Tugas yang Diberikan 1 =
Ambil bagian dari artikel tentang tantangan pendidikan kedokteran di bawah ini, mulai dari "Ia menambahkan potret" sampai "C (29 persen).", tanpa mengubah satu kata pun.

----------

• Beranda
  • Berita
  • Ini tantangan pendidikan kedokteran era revolusi industri 4.0

Ini tantangan pendidikan kedokteran era revolusi industri 4.0

18 Agustus 2018 08:48 WIB
Ini tantangan pendidikan kedokteran era revolusi industri 4.0
Ilustrasi - Kementerian Riset, Teknologi, dan Pendidikan Tinggi (Kemenristekdikti) mengumumkan klasterisasi perguruan tinggi Indonesia tahun 2018 bertepatan dengan perayaan Hari Ulang Tahun (HUT) Kemerdekaan Republik Indonesia (RI) ke-73 (17/8/2018) (Foto Kemristekdikti)
Jakarta (ANTARA News) - Kementerian Riset Teknologi dan Pendidikan Tinggi (Kemristedikti) menyebut penerapan tiga literasi baru untuk pendidikan kedokteran pada era revolusi industri 4.0 menjadi tantangan guna menghasilkan dokter-dokter Indonesia yang memenuhi kebutuhan nasional dan global.

Direktur Penjaminan Mutu Direktorat Jenderal Pembelajaran dan Kemahasiswaan Kemristedikti Aris Junaidi dalam keterangannya di Jakarta, Sabtu, mengatakan tantangan baru untuk pendidikan kedokteran tersebut adalah bagaimana menerapkan tiga literasi baru yaitu data, teknologi dan kemanusiaan untuk menghasilkan dokter Indonesia yang mampu beradaptasi dan mampu memenuhi kebutuhan nasional dan global.

Ia menambahkan potret pendidikan kedokteran di Indonesia setelah empat tahun implementasi Undang-undang (UU) Nomor 20 Tahun 2013 hingga akhir 2017, Indonesia memiliki 83 Fakultas Kedokteran dengan disparitas kualitas di seluruh wilayah Indonesia.

Berdasarkan data status akreditasi program studi (program) kedokteran dari LAM-PTKes, terdapat 22 prodi terakreditasi A (27 persen), 37 prodi terakreditasi B (44 persen), dan 24 prodi terakreditasi C (29 persen).

----------

Tugas yang Diberikan 2 =
Salin ulang baris-baris dalam daftar di bawah ini tanpa perubahan, mulai dari baris yang memuat "point: dark storm" sampai baris terakhir daftar.

----------

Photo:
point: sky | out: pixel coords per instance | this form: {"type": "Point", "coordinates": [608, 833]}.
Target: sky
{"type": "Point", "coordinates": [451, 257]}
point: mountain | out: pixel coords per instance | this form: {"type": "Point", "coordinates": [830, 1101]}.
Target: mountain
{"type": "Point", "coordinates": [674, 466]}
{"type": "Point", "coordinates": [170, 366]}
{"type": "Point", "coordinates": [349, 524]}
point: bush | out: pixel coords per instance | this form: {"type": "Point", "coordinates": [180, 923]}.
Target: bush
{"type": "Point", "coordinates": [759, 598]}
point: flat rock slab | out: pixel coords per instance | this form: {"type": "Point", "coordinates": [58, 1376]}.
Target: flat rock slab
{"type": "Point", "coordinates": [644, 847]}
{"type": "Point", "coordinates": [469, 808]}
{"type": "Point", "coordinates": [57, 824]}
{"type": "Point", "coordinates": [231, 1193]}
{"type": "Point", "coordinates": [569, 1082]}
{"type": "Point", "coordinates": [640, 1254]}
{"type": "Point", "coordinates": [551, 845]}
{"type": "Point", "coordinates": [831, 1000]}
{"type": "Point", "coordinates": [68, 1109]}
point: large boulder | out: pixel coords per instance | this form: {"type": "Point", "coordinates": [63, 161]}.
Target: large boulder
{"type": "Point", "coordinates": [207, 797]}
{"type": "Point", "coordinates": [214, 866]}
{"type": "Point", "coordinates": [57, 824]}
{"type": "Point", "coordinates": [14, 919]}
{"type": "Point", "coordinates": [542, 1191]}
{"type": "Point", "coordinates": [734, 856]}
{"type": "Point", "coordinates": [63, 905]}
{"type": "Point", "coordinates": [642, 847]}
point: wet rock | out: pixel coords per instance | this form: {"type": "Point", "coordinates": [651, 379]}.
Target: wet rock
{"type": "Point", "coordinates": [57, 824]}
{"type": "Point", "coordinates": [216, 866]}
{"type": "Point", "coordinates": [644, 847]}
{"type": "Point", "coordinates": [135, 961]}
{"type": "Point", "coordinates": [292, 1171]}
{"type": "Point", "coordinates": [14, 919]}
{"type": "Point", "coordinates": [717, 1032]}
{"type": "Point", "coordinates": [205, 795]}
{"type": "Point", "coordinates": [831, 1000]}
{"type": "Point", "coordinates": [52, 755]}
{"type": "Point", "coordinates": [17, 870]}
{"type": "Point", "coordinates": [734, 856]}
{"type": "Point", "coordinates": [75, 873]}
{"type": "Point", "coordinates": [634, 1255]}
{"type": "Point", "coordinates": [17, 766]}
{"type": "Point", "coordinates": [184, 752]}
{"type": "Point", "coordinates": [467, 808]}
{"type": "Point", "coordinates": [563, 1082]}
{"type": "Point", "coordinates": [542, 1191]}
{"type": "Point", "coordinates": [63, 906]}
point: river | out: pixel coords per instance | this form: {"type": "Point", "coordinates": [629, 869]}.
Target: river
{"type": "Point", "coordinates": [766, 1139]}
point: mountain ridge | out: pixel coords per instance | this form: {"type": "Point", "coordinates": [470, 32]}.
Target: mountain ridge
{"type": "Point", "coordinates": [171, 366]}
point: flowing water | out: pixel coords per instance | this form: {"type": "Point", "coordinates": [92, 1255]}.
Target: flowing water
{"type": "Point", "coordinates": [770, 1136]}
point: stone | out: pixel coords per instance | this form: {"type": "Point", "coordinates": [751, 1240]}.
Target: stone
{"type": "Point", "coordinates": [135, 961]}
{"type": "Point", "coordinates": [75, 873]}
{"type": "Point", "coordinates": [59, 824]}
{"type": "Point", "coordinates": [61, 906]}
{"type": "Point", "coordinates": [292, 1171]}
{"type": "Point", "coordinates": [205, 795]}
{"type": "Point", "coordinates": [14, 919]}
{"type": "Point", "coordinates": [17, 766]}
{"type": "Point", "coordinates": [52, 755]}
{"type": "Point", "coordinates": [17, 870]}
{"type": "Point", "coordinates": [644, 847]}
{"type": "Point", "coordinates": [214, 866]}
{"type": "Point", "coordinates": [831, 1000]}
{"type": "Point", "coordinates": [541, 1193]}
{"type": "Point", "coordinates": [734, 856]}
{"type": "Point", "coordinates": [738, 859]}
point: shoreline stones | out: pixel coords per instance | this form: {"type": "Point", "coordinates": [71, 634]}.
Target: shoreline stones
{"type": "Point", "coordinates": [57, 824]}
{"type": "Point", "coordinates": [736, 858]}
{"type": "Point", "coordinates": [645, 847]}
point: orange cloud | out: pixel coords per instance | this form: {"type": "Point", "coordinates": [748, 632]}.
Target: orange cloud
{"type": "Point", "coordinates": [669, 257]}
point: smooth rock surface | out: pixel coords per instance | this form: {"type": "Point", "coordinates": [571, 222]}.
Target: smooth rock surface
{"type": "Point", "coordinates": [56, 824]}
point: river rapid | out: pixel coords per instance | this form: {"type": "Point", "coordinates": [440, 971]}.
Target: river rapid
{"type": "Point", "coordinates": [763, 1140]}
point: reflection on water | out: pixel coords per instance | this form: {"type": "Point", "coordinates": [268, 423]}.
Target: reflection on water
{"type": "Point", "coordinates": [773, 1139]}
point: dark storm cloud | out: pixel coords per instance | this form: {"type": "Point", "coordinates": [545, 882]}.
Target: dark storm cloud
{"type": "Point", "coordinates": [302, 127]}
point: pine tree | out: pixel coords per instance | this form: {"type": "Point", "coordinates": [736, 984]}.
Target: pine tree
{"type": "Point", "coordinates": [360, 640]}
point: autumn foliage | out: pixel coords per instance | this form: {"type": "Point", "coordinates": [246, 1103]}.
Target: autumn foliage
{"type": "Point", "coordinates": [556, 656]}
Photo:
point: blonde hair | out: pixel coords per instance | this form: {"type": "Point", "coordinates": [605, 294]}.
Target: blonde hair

----------

Jawaban Tertulis 1 =
Ia menambahkan potret pendidikan kedokteran di Indonesia setelah empat tahun implementasi Undang-undang (UU) Nomor 20 Tahun 2013 hingga akhir 2017, Indonesia memiliki 83 Fakultas Kedokteran dengan disparitas kualitas di seluruh wilayah Indonesia.

Berdasarkan data status akreditasi program studi (program) kedokteran dari LAM-PTKes, terdapat 22 prodi terakreditasi A (27 persen), 37 prodi terakreditasi B (44 persen), dan 24 prodi terakreditasi C (29 persen).

Jawaban Tertulis 2 =
point: dark storm cloud | out: pixel coords per instance | this form: {"type": "Point", "coordinates": [545, 882]}.
Target: dark storm cloud
{"type": "Point", "coordinates": [302, 127]}
point: pine tree | out: pixel coords per instance | this form: {"type": "Point", "coordinates": [736, 984]}.
Target: pine tree
{"type": "Point", "coordinates": [360, 640]}
point: autumn foliage | out: pixel coords per instance | this form: {"type": "Point", "coordinates": [246, 1103]}.
Target: autumn foliage
{"type": "Point", "coordinates": [556, 656]}
Photo:
point: blonde hair | out: pixel coords per instance | this form: {"type": "Point", "coordinates": [605, 294]}.
Target: blonde hair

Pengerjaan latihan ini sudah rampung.